[Stored data]
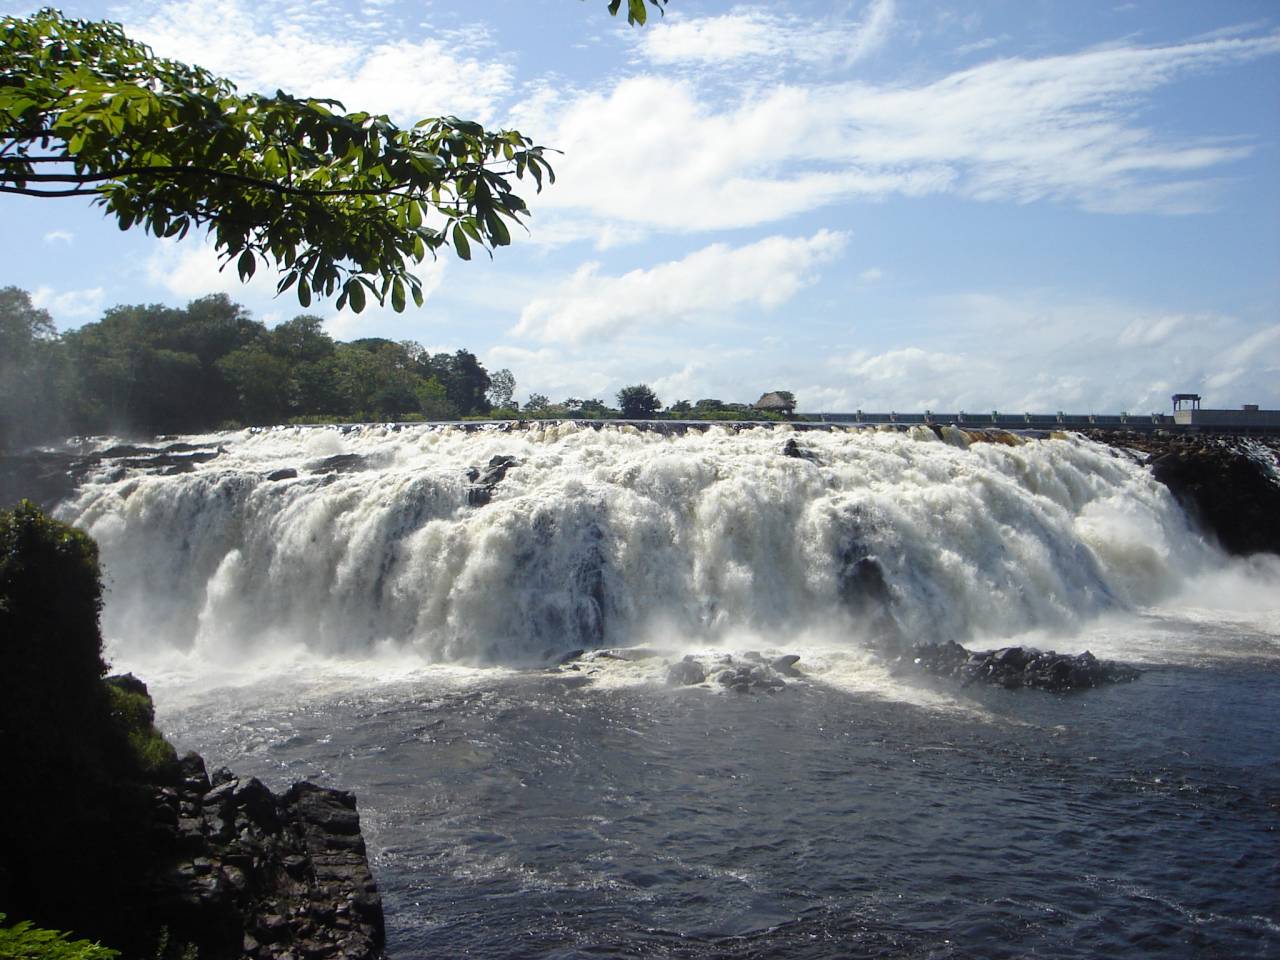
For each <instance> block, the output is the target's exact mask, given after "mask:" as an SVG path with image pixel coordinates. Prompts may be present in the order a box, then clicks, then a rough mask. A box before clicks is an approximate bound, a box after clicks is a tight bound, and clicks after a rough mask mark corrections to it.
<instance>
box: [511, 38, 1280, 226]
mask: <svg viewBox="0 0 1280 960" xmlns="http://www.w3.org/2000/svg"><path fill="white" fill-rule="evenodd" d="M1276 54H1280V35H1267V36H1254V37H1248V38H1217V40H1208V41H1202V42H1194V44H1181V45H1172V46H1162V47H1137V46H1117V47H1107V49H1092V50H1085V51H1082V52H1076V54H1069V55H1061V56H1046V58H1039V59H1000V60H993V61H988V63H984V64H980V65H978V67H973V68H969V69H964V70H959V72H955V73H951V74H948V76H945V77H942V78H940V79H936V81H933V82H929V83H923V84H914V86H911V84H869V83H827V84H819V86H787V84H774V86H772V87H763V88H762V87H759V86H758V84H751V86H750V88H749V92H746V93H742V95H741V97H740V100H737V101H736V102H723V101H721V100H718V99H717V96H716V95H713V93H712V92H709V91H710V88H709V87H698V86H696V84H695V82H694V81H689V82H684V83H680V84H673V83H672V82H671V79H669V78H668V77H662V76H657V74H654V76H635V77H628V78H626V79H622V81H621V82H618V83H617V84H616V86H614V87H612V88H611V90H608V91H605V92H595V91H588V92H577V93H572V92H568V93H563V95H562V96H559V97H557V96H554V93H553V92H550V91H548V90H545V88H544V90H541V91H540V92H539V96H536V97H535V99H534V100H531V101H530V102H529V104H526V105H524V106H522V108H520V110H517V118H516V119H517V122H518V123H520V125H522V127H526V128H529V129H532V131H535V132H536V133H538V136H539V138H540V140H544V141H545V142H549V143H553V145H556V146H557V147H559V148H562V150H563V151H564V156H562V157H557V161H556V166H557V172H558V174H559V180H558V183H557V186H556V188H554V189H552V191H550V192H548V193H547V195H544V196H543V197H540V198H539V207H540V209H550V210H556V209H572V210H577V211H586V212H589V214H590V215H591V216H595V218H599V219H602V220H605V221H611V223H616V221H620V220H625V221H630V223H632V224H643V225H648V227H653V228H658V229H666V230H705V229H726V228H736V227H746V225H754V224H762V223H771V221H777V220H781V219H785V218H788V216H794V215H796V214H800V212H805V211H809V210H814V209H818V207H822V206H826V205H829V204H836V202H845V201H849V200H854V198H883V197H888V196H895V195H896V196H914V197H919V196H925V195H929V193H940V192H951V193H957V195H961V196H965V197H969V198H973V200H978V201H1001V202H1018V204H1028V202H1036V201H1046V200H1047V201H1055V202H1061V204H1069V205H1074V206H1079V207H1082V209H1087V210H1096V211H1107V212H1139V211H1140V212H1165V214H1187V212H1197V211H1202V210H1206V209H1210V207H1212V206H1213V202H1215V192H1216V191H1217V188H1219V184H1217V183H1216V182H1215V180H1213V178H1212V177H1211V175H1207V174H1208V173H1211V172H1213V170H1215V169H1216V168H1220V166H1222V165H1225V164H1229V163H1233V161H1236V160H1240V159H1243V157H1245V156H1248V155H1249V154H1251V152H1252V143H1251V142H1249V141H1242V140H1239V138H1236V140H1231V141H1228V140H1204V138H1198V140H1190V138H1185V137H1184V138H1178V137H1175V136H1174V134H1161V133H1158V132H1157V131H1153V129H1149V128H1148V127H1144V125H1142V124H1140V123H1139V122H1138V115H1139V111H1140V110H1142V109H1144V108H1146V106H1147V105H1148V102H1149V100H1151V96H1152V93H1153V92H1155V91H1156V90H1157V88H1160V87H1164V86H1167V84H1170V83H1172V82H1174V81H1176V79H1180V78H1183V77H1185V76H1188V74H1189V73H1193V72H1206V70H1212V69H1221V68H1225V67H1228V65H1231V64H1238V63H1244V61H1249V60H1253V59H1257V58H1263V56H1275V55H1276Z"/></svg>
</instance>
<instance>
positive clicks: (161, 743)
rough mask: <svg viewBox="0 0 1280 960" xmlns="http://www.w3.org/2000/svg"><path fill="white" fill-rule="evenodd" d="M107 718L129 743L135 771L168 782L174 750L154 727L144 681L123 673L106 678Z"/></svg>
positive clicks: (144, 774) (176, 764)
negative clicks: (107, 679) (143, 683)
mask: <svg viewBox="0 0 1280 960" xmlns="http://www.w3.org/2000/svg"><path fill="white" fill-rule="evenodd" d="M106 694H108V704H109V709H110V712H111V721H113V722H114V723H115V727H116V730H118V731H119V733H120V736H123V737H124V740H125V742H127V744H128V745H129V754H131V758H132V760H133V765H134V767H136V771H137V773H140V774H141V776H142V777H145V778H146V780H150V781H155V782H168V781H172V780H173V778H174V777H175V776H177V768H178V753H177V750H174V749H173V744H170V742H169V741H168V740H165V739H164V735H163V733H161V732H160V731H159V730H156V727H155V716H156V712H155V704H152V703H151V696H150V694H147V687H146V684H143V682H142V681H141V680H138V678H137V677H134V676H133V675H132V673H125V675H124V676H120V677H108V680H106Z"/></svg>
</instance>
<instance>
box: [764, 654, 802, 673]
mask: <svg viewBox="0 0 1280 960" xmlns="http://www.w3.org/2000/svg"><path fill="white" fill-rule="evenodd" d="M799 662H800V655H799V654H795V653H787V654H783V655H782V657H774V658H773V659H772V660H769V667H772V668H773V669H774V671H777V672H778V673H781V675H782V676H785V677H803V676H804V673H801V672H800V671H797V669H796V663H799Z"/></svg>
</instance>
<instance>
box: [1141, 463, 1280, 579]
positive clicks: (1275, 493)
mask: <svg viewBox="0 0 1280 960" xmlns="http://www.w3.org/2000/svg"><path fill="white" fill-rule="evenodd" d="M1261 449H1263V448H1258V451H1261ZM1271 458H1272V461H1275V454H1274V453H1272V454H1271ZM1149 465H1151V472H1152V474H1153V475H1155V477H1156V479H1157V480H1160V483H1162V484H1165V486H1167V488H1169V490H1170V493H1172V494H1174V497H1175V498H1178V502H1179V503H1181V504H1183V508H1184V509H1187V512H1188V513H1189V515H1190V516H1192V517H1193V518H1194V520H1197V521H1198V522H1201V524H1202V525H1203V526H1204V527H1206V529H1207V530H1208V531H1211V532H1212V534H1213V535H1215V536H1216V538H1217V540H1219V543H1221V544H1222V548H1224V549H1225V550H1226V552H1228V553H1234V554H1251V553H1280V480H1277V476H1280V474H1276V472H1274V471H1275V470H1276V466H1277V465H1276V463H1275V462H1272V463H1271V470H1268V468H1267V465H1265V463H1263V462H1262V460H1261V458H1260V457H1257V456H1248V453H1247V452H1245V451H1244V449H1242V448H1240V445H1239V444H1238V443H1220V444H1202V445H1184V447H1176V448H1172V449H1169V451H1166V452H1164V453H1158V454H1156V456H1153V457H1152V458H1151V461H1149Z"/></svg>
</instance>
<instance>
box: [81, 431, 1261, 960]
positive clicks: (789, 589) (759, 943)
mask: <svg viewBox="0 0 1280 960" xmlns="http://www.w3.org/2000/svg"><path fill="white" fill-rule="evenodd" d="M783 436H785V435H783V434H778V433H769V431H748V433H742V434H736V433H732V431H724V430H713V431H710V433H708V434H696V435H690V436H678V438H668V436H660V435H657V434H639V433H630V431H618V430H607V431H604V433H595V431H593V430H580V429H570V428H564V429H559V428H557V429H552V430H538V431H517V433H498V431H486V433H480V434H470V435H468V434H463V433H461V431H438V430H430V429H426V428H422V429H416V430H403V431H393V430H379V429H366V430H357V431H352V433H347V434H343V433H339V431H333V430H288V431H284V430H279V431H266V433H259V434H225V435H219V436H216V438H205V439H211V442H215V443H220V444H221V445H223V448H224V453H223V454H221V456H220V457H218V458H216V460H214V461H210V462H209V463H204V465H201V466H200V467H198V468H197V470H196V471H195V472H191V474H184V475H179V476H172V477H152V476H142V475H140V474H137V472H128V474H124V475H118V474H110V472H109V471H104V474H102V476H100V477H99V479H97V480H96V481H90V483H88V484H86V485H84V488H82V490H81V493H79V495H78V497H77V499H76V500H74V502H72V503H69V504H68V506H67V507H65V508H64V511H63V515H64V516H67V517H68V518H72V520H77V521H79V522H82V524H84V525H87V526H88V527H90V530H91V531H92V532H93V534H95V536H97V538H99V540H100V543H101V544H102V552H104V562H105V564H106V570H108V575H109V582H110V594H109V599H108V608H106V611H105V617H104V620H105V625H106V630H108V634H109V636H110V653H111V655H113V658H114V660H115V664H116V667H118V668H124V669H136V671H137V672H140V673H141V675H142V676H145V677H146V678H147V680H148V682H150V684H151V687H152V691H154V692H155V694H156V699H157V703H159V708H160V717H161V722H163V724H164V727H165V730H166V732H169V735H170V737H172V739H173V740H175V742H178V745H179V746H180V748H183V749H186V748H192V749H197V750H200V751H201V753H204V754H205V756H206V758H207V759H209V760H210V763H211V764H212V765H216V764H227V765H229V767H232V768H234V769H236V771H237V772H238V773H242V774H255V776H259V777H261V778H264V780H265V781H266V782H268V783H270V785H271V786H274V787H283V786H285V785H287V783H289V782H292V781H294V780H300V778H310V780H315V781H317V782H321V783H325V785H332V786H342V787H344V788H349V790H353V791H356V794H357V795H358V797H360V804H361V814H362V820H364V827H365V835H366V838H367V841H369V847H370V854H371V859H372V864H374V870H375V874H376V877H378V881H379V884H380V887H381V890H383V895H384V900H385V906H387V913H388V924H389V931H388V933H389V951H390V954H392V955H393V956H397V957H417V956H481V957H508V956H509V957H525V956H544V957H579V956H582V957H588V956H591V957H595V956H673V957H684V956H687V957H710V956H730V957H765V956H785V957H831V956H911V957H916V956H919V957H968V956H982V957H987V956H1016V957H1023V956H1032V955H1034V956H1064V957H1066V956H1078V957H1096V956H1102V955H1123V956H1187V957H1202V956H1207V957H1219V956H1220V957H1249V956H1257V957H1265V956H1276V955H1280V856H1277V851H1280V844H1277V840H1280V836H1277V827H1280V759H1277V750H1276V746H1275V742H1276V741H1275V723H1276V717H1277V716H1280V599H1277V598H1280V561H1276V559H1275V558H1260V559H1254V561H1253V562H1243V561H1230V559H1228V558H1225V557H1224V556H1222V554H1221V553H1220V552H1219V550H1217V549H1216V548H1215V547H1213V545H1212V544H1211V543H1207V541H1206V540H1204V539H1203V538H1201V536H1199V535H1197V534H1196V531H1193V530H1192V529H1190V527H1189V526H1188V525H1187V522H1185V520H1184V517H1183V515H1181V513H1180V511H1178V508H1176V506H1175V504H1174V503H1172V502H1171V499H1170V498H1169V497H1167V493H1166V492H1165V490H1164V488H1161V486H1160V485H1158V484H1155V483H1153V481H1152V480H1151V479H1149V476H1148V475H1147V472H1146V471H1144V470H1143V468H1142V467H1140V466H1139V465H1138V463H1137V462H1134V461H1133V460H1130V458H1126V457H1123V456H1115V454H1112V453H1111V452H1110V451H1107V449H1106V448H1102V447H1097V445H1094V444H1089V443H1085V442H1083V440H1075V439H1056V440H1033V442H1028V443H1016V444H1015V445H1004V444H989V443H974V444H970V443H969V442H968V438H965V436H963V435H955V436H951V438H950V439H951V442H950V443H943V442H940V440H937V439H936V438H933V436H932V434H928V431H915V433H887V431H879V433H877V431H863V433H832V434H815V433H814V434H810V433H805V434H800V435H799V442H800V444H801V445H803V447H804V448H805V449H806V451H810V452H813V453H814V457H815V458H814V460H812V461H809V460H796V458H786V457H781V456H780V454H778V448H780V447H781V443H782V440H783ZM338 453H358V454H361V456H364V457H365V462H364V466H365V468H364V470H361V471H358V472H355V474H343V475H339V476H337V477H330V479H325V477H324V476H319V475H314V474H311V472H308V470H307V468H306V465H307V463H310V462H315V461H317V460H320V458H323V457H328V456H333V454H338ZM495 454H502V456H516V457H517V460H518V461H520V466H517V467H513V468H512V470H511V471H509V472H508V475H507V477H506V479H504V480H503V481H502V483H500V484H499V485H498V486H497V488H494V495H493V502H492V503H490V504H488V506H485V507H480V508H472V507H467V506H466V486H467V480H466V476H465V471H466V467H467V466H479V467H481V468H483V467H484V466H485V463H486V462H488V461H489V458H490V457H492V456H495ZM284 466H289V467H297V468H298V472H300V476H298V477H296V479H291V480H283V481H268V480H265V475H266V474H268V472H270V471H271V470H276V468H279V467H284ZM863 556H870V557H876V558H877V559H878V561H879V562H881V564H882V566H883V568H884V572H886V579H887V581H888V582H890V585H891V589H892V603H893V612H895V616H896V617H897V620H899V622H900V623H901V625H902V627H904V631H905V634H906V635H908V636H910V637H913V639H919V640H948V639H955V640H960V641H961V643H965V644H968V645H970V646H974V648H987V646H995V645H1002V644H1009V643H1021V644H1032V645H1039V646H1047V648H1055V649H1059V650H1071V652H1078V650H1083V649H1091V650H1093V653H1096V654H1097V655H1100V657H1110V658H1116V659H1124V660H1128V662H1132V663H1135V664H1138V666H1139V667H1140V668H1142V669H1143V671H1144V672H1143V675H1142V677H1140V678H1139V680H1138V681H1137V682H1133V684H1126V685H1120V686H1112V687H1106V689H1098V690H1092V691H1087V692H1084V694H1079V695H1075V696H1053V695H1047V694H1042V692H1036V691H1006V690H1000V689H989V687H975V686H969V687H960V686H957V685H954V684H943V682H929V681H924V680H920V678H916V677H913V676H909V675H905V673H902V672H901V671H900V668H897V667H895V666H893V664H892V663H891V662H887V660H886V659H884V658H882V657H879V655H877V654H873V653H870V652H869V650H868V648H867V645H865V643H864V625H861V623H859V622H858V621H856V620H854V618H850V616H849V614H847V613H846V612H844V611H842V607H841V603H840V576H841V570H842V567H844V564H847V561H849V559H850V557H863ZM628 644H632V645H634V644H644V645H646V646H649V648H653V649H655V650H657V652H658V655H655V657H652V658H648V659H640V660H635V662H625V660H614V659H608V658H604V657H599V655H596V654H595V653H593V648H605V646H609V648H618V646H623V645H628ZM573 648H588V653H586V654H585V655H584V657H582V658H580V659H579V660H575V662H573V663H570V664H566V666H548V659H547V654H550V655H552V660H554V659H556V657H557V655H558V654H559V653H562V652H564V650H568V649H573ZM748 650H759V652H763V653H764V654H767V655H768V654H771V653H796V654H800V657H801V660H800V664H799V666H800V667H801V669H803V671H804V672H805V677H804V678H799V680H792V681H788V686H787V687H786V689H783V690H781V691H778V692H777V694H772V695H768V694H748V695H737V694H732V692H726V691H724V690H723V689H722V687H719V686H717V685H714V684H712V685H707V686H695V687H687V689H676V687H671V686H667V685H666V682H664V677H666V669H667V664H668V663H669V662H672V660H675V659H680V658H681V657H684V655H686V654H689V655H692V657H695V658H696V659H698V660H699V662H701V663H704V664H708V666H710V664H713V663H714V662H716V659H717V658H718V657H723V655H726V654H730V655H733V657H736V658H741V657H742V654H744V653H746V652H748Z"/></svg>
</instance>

* * *

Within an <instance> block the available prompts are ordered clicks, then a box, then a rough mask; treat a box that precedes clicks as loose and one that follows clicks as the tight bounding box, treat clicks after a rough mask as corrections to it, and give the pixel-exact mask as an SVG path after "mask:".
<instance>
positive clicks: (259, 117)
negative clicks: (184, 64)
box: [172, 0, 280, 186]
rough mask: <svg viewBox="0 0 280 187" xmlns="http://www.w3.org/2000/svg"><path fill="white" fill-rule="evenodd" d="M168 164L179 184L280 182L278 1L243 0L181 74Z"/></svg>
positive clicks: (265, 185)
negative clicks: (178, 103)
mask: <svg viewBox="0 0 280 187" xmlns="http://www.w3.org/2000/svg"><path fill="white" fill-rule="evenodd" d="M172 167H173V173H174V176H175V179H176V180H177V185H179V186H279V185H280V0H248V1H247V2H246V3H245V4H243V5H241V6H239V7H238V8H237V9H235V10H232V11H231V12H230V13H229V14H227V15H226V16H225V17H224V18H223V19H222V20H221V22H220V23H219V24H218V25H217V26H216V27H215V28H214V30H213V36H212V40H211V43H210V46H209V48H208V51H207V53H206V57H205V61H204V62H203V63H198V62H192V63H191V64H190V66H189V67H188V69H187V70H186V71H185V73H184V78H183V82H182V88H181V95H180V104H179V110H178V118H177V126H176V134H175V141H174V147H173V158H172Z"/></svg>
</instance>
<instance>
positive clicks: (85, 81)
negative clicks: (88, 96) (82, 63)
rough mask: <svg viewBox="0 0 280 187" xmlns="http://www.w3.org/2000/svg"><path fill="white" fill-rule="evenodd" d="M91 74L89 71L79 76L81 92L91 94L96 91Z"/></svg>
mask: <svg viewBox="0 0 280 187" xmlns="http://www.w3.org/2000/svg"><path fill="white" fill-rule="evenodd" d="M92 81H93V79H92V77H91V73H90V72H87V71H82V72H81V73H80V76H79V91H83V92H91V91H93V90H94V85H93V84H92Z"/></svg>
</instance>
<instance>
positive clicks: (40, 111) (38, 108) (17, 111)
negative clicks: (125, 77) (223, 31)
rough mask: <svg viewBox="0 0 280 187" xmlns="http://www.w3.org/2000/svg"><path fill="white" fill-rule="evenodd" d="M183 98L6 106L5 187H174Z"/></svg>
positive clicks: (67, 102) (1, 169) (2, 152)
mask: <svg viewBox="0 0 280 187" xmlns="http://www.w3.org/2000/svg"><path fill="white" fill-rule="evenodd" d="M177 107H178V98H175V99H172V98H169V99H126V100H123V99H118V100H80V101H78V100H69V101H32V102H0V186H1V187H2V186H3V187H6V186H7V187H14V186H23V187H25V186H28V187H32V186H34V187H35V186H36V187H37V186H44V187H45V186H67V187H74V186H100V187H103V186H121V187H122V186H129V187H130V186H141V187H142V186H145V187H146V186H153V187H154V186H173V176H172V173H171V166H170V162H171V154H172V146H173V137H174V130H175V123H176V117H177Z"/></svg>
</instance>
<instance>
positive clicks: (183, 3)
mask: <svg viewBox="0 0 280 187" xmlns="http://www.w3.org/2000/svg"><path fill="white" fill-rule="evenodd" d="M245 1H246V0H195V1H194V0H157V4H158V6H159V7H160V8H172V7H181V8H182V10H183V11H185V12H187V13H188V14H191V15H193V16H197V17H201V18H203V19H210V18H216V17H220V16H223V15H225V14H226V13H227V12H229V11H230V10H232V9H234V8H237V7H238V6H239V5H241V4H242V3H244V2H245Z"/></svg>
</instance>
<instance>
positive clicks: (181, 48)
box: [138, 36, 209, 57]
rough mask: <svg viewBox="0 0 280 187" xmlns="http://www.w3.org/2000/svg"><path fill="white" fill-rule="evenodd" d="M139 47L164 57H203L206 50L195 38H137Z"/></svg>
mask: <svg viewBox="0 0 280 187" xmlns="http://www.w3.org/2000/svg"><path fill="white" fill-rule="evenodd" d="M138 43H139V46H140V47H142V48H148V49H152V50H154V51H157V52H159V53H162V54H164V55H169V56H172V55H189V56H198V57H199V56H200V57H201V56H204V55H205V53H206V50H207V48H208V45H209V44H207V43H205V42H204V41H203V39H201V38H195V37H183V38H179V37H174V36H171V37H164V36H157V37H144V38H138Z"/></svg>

--

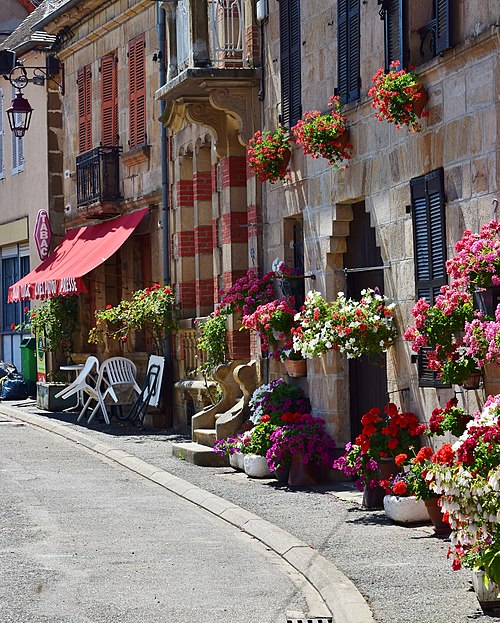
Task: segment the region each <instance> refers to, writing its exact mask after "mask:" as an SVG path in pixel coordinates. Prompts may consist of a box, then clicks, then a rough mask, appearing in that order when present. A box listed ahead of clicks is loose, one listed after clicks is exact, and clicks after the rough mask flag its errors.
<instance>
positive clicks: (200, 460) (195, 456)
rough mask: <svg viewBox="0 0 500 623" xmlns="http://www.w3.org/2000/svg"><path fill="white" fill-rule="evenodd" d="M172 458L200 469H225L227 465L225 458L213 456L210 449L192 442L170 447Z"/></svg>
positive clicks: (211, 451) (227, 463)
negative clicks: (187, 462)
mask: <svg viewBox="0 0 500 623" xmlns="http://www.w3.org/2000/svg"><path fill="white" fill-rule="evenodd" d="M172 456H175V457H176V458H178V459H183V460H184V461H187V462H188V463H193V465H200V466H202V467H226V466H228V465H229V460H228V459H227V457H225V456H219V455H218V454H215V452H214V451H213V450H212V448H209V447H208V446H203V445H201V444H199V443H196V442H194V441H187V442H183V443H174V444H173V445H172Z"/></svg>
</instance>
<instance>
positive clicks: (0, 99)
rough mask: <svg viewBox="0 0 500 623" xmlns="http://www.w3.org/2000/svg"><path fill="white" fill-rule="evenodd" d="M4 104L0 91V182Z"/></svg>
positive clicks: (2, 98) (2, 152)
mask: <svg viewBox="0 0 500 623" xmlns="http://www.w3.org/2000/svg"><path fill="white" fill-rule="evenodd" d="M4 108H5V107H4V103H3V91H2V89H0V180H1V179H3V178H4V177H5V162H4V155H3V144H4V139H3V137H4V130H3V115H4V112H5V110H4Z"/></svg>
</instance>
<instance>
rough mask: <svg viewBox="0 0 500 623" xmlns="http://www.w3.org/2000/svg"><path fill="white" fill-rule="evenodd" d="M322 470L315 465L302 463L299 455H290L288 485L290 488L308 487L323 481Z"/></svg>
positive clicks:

**TRY IT**
From the line holding "positive clicks: (265, 185)" to the line holding "negative clicks: (88, 96) (82, 63)", inclusive, restate each line above exactly as written.

**EXPECTED ANSWER**
positive clicks: (265, 185)
negative clicks: (178, 103)
mask: <svg viewBox="0 0 280 187" xmlns="http://www.w3.org/2000/svg"><path fill="white" fill-rule="evenodd" d="M172 167H173V173H174V176H175V179H176V180H177V185H179V186H279V185H280V0H248V1H247V2H246V3H245V4H243V5H241V6H239V7H238V8H237V9H235V10H232V11H231V12H230V13H229V14H227V15H226V16H225V17H224V18H223V19H222V20H221V22H220V23H219V24H218V25H217V26H216V27H215V28H214V30H213V36H212V40H211V43H210V46H209V48H208V51H207V53H206V57H205V61H204V62H203V63H198V62H192V63H191V64H190V66H189V67H188V69H187V70H186V71H185V73H184V78H183V82H182V88H181V95H180V104H179V110H178V118H177V126H176V134H175V141H174V147H173V158H172Z"/></svg>
</instance>
<instance>
positive clicks: (85, 81)
negative clicks: (88, 96) (82, 63)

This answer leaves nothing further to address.